= Information provided =
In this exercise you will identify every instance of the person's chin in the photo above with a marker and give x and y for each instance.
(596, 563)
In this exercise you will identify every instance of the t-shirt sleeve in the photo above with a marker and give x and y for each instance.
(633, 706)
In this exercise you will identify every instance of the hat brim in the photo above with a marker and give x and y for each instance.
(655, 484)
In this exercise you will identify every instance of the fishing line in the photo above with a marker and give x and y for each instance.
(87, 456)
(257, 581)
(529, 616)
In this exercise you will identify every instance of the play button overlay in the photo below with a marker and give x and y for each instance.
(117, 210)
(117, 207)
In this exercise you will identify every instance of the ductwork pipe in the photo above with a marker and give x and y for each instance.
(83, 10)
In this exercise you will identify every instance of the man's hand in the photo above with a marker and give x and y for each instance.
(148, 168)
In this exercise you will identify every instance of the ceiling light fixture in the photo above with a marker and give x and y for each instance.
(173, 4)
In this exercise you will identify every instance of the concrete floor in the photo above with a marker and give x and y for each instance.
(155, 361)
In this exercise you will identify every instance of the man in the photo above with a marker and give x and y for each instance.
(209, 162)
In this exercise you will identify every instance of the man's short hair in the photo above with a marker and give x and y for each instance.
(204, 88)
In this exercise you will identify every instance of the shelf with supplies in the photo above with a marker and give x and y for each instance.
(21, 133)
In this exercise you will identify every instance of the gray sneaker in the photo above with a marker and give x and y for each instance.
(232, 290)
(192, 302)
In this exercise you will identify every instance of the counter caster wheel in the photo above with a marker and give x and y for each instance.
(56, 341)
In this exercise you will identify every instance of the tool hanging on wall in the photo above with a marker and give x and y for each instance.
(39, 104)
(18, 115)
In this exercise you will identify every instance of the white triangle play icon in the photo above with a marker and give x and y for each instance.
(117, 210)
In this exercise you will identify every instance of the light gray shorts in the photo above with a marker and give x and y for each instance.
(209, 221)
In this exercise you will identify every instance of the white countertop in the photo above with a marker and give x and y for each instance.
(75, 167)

= Direction =
Put all the lines above into a Markdown table with two columns, Row and Line. Number each row and leave out any blank lines.

= Answer to this task =
| Row | Line |
|---|---|
| 1 | In this exercise you will identify every instance of the person's chin in the photo above with a marker and give x and y for each instance. |
| 2 | (596, 563) |
| 3 | In this exercise you will identify every instance of the t-shirt sleeve in the photo above with a marker and give x and y for each instance. |
| 4 | (633, 706) |
| 5 | In this exercise you will identify every instance of the hat brim in the photo above with a marker and give x and y for each instance. |
| 6 | (655, 484) |
| 7 | In this exercise you will identify every instance of the fishing line in the photo above with a marker and give x and y for each instance. |
| 8 | (87, 456) |
| 9 | (257, 581) |
| 10 | (529, 616) |
| 11 | In this exercise you will identify every instance of the play button overlay in the photo below with a marker and give x and y for each instance. |
| 12 | (117, 210) |
| 13 | (117, 207) |
| 14 | In this exercise you will identify every instance of the ductwork pipe in the photo above with a marker and give x and y for each instance. |
| 15 | (83, 10) |
| 16 | In this exercise you will identify every instance of the man's hand in the photo above with a marker and give x and y for each instance. |
| 17 | (148, 168) |
| 18 | In this exercise you will identify every instance of the ceiling light fixture in the photo above with a marker and give x and y for each instance. |
| 19 | (173, 4) |
| 20 | In this exercise you will identify every instance of the concrete floor in the photo above with a marker and give x and y for each instance. |
| 21 | (155, 361) |
| 22 | In this exercise you will identify every instance of the man in the photo above with a marker and give x and y for each instance. |
| 23 | (209, 162) |
| 24 | In this exercise you will identify every instance of the man's short hair in the photo above with a marker and give x and y for each instance. |
| 25 | (204, 88) |
| 26 | In this exercise you will identify every instance of the shelf with supplies in the photo above with a marker and give x and y for each instance. |
| 27 | (21, 133) |
| 28 | In this exercise you will identify every instance of the gray sneaker in the photo above with a marker and give x and y for each instance. |
| 29 | (232, 290) |
| 30 | (192, 302) |
| 31 | In this exercise you will identify every instance of the counter caster wheel in the photo above with a marker and give x and y for each instance. |
| 32 | (56, 341) |
| 33 | In this exercise you will identify every instance of the tool hanging on wall in the photo above with a marker and give x and y for each instance. |
| 34 | (39, 104) |
| 35 | (18, 115) |
| 36 | In this exercise you will identify every instance of the white triangle play icon in the photo above with a marker and give x and y for each instance. |
| 37 | (117, 210) |
| 38 | In this exercise you will identify every instance of the light gray shorts in the photo above with a marker and give x and y for each instance. |
| 39 | (209, 221) |
| 40 | In this exercise you will identify every instance of the white countertop in the photo above with a marker and give x and y for each instance. |
| 41 | (75, 167) |